**What to do**
Render each line of the material below as a row of a Markdown table with the columns "Row" and "Line", numbering the rows in order and omitting blank lines.

· · · · · · ·

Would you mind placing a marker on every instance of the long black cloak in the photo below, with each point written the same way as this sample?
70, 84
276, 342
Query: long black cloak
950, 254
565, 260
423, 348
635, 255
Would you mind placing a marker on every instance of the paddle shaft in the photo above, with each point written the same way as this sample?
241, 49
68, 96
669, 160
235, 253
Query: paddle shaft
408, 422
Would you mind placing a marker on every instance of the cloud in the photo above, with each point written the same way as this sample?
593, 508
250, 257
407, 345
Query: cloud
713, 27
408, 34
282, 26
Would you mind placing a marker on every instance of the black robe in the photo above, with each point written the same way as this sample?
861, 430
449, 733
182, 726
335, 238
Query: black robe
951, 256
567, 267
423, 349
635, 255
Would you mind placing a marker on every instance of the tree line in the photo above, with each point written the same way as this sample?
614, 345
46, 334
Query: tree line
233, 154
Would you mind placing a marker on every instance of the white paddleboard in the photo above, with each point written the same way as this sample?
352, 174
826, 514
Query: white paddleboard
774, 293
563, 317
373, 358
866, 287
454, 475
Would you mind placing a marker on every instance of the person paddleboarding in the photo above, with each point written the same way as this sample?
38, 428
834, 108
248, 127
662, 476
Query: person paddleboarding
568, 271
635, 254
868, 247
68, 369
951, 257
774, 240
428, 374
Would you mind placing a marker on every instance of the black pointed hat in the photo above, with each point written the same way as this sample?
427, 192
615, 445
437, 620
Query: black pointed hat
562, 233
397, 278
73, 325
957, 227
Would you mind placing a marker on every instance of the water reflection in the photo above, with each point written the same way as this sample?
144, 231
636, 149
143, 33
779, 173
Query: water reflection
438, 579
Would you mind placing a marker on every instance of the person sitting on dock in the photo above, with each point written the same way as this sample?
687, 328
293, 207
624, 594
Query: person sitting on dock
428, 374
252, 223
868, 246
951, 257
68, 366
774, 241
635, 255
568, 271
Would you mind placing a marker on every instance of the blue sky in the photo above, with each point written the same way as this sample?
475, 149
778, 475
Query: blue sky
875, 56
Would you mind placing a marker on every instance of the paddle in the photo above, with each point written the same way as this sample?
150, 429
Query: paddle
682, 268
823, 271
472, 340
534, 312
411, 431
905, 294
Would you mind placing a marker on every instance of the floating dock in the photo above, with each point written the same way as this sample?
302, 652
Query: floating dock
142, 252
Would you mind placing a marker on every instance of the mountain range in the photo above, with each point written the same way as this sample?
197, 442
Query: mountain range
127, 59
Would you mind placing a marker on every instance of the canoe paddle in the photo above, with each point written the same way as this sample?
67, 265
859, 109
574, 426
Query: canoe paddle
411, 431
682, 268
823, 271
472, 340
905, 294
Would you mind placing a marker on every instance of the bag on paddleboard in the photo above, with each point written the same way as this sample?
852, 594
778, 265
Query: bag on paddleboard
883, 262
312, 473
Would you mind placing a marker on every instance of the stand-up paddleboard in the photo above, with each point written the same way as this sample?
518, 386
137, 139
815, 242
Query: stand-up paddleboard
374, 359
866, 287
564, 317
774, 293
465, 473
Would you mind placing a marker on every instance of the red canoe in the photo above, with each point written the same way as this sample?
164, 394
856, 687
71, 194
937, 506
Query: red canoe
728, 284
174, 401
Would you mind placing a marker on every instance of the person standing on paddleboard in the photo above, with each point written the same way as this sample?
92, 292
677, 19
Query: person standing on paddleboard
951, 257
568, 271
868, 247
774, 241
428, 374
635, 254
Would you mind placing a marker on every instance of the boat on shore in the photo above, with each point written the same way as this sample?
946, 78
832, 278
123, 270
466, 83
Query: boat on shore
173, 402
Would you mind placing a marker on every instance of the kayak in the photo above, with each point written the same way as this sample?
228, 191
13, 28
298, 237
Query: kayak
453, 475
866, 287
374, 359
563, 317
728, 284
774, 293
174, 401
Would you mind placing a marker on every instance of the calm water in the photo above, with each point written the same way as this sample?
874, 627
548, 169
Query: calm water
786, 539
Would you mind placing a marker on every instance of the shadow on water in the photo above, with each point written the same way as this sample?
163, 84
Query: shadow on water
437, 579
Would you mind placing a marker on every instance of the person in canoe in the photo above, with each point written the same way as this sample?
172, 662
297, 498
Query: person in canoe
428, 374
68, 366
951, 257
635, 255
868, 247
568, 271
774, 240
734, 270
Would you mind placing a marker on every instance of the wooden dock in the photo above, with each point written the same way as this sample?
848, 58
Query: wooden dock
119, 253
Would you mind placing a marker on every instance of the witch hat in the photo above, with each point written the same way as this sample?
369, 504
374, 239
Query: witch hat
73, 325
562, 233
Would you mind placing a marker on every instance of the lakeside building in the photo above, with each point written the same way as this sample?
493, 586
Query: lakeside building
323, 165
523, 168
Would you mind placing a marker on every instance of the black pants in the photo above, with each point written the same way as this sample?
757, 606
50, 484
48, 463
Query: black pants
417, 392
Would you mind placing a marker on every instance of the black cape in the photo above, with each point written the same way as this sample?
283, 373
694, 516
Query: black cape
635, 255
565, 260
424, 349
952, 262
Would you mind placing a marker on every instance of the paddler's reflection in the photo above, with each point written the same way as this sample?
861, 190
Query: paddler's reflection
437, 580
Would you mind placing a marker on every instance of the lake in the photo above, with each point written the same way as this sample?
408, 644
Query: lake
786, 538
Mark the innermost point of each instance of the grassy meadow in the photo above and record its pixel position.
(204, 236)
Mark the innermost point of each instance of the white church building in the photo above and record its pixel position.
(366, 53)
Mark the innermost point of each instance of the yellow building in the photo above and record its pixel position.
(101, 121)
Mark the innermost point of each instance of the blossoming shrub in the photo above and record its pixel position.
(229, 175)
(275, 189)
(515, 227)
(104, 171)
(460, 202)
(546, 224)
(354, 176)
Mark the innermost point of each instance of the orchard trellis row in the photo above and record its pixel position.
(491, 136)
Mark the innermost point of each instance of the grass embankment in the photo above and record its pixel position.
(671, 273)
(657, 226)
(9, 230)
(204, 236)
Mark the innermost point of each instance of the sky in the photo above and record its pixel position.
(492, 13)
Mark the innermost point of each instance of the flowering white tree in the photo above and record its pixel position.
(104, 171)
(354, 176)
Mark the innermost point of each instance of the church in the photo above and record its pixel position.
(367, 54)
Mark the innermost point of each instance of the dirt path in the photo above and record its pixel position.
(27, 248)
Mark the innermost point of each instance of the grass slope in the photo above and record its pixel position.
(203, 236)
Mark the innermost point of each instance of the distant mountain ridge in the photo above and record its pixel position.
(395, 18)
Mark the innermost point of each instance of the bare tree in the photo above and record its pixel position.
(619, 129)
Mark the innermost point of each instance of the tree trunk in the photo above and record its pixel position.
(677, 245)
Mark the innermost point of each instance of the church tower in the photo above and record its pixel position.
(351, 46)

· · · · · · ·

**Solution to this task**
| Row | Line |
|---|---|
| 1 | Would you mind placing a marker on every instance of the long black cloak in the photo below, with each point written the same way as this sample? |
| 2 | 70, 84 |
| 3 | 276, 342 |
| 4 | Query: long black cloak |
| 5 | 950, 254 |
| 6 | 565, 260 |
| 7 | 423, 348 |
| 8 | 635, 255 |
| 9 | Would you mind placing a marker on every instance of the paddle shaft in the photo above, with each point written the same way as this sample? |
| 10 | 241, 49 |
| 11 | 68, 96 |
| 12 | 669, 160 |
| 13 | 235, 253 |
| 14 | Query: paddle shaft |
| 15 | 408, 422 |
| 16 | Would you mind placing a marker on every instance of the cloud in the photo above, with each point written the same way as this sample? |
| 17 | 593, 508 |
| 18 | 250, 257 |
| 19 | 407, 345 |
| 20 | Query: cloud |
| 21 | 713, 27 |
| 22 | 408, 34 |
| 23 | 282, 26 |
| 24 | Would you mind placing a marker on every instance of the black robe in the photo above, with each point written the same way as this sample? |
| 25 | 861, 430 |
| 26 | 449, 733 |
| 27 | 182, 726 |
| 28 | 335, 238 |
| 29 | Query: black robe |
| 30 | 951, 256 |
| 31 | 567, 267 |
| 32 | 423, 349 |
| 33 | 635, 255 |
| 34 | Would you mind placing a marker on every instance of the tree line in the photo above, with each point written the same way as this sample? |
| 35 | 614, 345 |
| 36 | 46, 334 |
| 37 | Query: tree line |
| 38 | 233, 154 |
| 39 | Would you mind placing a marker on every instance of the white paddleboard in the photo above, with each point written the same way as this sample? |
| 40 | 352, 174 |
| 41 | 826, 514 |
| 42 | Query: white paddleboard |
| 43 | 774, 293 |
| 44 | 563, 317 |
| 45 | 373, 358 |
| 46 | 866, 287 |
| 47 | 454, 475 |
| 48 | Would you mind placing a marker on every instance of the person paddleboarding in the photo above, with each point written the same way as this sample? |
| 49 | 38, 428 |
| 50 | 834, 108 |
| 51 | 248, 127 |
| 52 | 662, 476 |
| 53 | Query: person paddleboarding |
| 54 | 568, 271 |
| 55 | 635, 254 |
| 56 | 868, 247 |
| 57 | 68, 369 |
| 58 | 951, 257 |
| 59 | 774, 240 |
| 60 | 428, 374 |
| 61 | Would you mind placing a marker on every instance of the black pointed hat in the photo above, with each point written the same way as this sample? |
| 62 | 427, 192 |
| 63 | 615, 445 |
| 64 | 437, 620 |
| 65 | Query: black pointed hat |
| 66 | 562, 233 |
| 67 | 397, 278 |
| 68 | 73, 325 |
| 69 | 957, 227 |
| 70 | Would you mind placing a marker on every instance of the water reflection in the photo above, with each point written the same way as this sample? |
| 71 | 144, 231 |
| 72 | 636, 149 |
| 73 | 143, 33 |
| 74 | 779, 173 |
| 75 | Query: water reflection |
| 76 | 438, 579 |
| 77 | Would you mind placing a marker on every instance of the person sitting on dock in the photo above, with each point written the same way as this sample? |
| 78 | 687, 328 |
| 79 | 293, 207 |
| 80 | 624, 594 |
| 81 | Query: person sitting on dock |
| 82 | 428, 374 |
| 83 | 252, 223 |
| 84 | 868, 246 |
| 85 | 951, 257 |
| 86 | 68, 366 |
| 87 | 774, 241 |
| 88 | 635, 255 |
| 89 | 568, 271 |
| 90 | Would you mind placing a marker on every instance of the blue sky in the photo above, with each point written the same way as this sample? |
| 91 | 475, 149 |
| 92 | 778, 475 |
| 93 | Query: blue sky |
| 94 | 875, 56 |
| 95 | Would you mind placing a marker on every instance of the paddle in the photo above, with each point written the same way as this sample? |
| 96 | 150, 429 |
| 97 | Query: paddle |
| 98 | 682, 268 |
| 99 | 823, 271 |
| 100 | 472, 340 |
| 101 | 534, 312 |
| 102 | 411, 431 |
| 103 | 905, 294 |
| 104 | Would you mind placing a marker on every instance of the floating dock in the photo above, with each point written the same way as this sample? |
| 105 | 302, 652 |
| 106 | Query: floating dock |
| 107 | 142, 252 |
| 108 | Would you mind placing a marker on every instance of the mountain range in the photo above, with each point written the same way as this sample? |
| 109 | 197, 442 |
| 110 | Query: mountain range |
| 111 | 127, 59 |
| 112 | Would you mind placing a marker on every instance of the canoe paddle in the photo above, with each point written the same way as this sample? |
| 113 | 67, 265 |
| 114 | 859, 109 |
| 115 | 574, 426 |
| 116 | Query: canoe paddle |
| 117 | 411, 431 |
| 118 | 682, 268 |
| 119 | 823, 271 |
| 120 | 472, 340 |
| 121 | 905, 294 |
| 122 | Would you mind placing a marker on every instance of the bag on paddleboard in the photo above, with each point written the same way as this sample? |
| 123 | 852, 594 |
| 124 | 778, 265 |
| 125 | Query: bag on paddleboard |
| 126 | 883, 262 |
| 127 | 312, 473 |
| 128 | Would you mind placing a marker on every instance of the stand-up paddleboard in the photo above, with each point written the same way as this sample? |
| 129 | 518, 386 |
| 130 | 137, 139 |
| 131 | 815, 242 |
| 132 | Query: stand-up paddleboard |
| 133 | 374, 359 |
| 134 | 866, 287 |
| 135 | 564, 317 |
| 136 | 774, 293 |
| 137 | 465, 473 |
| 138 | Would you mind placing a marker on every instance of the red canoe in the photo above, with each point written the same way as this sample? |
| 139 | 164, 394 |
| 140 | 856, 687 |
| 141 | 71, 194 |
| 142 | 937, 506 |
| 143 | Query: red canoe |
| 144 | 728, 284 |
| 145 | 174, 401 |
| 146 | Would you mind placing a marker on every instance of the person standing on paddleboard in the photo above, with each point written the same way as this sample? |
| 147 | 92, 292 |
| 148 | 677, 19 |
| 149 | Query: person standing on paddleboard |
| 150 | 951, 257 |
| 151 | 568, 271 |
| 152 | 868, 247 |
| 153 | 774, 241 |
| 154 | 428, 374 |
| 155 | 635, 254 |
| 156 | Would you mind placing a marker on every instance of the boat on shore in the photo above, with each point written the same way as this sample? |
| 157 | 946, 78 |
| 158 | 832, 278 |
| 159 | 123, 270 |
| 160 | 466, 83 |
| 161 | Query: boat on shore |
| 162 | 173, 402 |
| 163 | Would you mind placing a marker on every instance of the kayak in the photo above, with each point written the same way as this sample? |
| 164 | 228, 191 |
| 165 | 13, 28 |
| 166 | 298, 237 |
| 167 | Query: kayak |
| 168 | 453, 475 |
| 169 | 866, 287 |
| 170 | 374, 359 |
| 171 | 563, 317 |
| 172 | 728, 284 |
| 173 | 774, 293 |
| 174 | 174, 401 |
| 175 | Would you mind placing a marker on every instance of the calm water in the photo above, with each point written the same way as this sample? |
| 176 | 874, 627 |
| 177 | 548, 169 |
| 178 | Query: calm water |
| 179 | 786, 539 |
| 180 | Would you mind placing a marker on every instance of the shadow on water in the photo above, with each point written the same way as this sample? |
| 181 | 163, 84 |
| 182 | Query: shadow on water |
| 183 | 437, 579 |
| 184 | Would you mind placing a marker on every instance of the person in canoe in the photo above, with each point written the same way as this sample? |
| 185 | 172, 662 |
| 186 | 297, 498 |
| 187 | Query: person in canoe |
| 188 | 428, 374 |
| 189 | 68, 366 |
| 190 | 951, 257 |
| 191 | 635, 255 |
| 192 | 868, 247 |
| 193 | 568, 271 |
| 194 | 774, 240 |
| 195 | 734, 270 |
| 196 | Would you mind placing a marker on every instance of the wooden dock in the photo above, with each point written the same way as this sample? |
| 197 | 848, 58 |
| 198 | Query: wooden dock |
| 199 | 119, 253 |
| 200 | Would you mind placing a marker on every instance of the witch hat in the photo above, with each point written the same way as this sample? |
| 201 | 369, 504 |
| 202 | 374, 239 |
| 203 | Query: witch hat |
| 204 | 73, 325 |
| 205 | 562, 233 |
| 206 | Would you mind placing a marker on every instance of the lakeside building in the photo above, with each point written the same way as this sample? |
| 207 | 493, 586 |
| 208 | Query: lakeside building |
| 209 | 323, 165 |
| 210 | 523, 168 |
| 211 | Would you mind placing a marker on every instance of the black pants in the photo above, with each point written the same way as this sample? |
| 212 | 757, 606 |
| 213 | 50, 484 |
| 214 | 48, 463 |
| 215 | Query: black pants |
| 216 | 417, 392 |
| 217 | Would you mind placing a marker on every instance of the black cape in the photo above, with each point written the same way as this sample? |
| 218 | 283, 373 |
| 219 | 694, 516 |
| 220 | Query: black cape |
| 221 | 635, 255 |
| 222 | 565, 260 |
| 223 | 424, 349 |
| 224 | 952, 262 |
| 225 | Would you mind placing a marker on every instance of the paddler's reflection in the photo above, with each point written the same way as this sample? |
| 226 | 861, 190 |
| 227 | Query: paddler's reflection |
| 228 | 437, 580 |
| 229 | Would you mind placing a marker on every instance of the lake in the photo above, with each point written the same way as this sample? |
| 230 | 408, 644 |
| 231 | Query: lake |
| 232 | 786, 538 |
| 233 | Mark the innermost point of each instance of the grassy meadow in the photo above and record its pixel position. |
| 234 | (204, 236) |
| 235 | Mark the innermost point of each instance of the white church building in the photo above and record its pixel position. |
| 236 | (366, 53) |
| 237 | Mark the innermost point of each instance of the yellow building in the photo above and record its pixel position. |
| 238 | (101, 121) |
| 239 | Mark the innermost point of each instance of the blossoming shrub in the photo above and record its pixel position. |
| 240 | (229, 175) |
| 241 | (275, 189) |
| 242 | (515, 227) |
| 243 | (104, 171) |
| 244 | (460, 202) |
| 245 | (546, 224) |
| 246 | (354, 176) |
| 247 | Mark the innermost point of each instance of the orchard trellis row in the photo above and record its pixel position. |
| 248 | (491, 136) |
| 249 | Mark the innermost point of each instance of the grass embankment in the photo above and record its pixel position. |
| 250 | (671, 273) |
| 251 | (657, 226) |
| 252 | (9, 230) |
| 253 | (204, 236) |
| 254 | Mark the innermost point of each instance of the sky in the photo above and record its pixel position. |
| 255 | (492, 13) |
| 256 | Mark the innermost point of each instance of the flowering white tree in the photo above and record its pixel position. |
| 257 | (104, 171) |
| 258 | (354, 176) |
| 259 | Mark the innermost point of each instance of the church in the photo above and record its pixel position. |
| 260 | (367, 54) |
| 261 | Mark the innermost point of each instance of the dirt path in the photo above and record its pixel position. |
| 262 | (27, 248) |
| 263 | Mark the innermost point of each instance of the grass slope in the photo above and record its pixel position. |
| 264 | (203, 236) |
| 265 | Mark the innermost point of each instance of the distant mountain ridge in the photo above and record its pixel position. |
| 266 | (395, 18) |
| 267 | Mark the innermost point of each instance of the bare tree in the photo above and record its pixel position. |
| 268 | (619, 129) |
| 269 | Mark the innermost point of each instance of the tree trunk in the photo above and record its pixel position. |
| 270 | (677, 245) |
| 271 | Mark the innermost point of each instance of the church tower in the photo above and record its pixel position. |
| 272 | (351, 46) |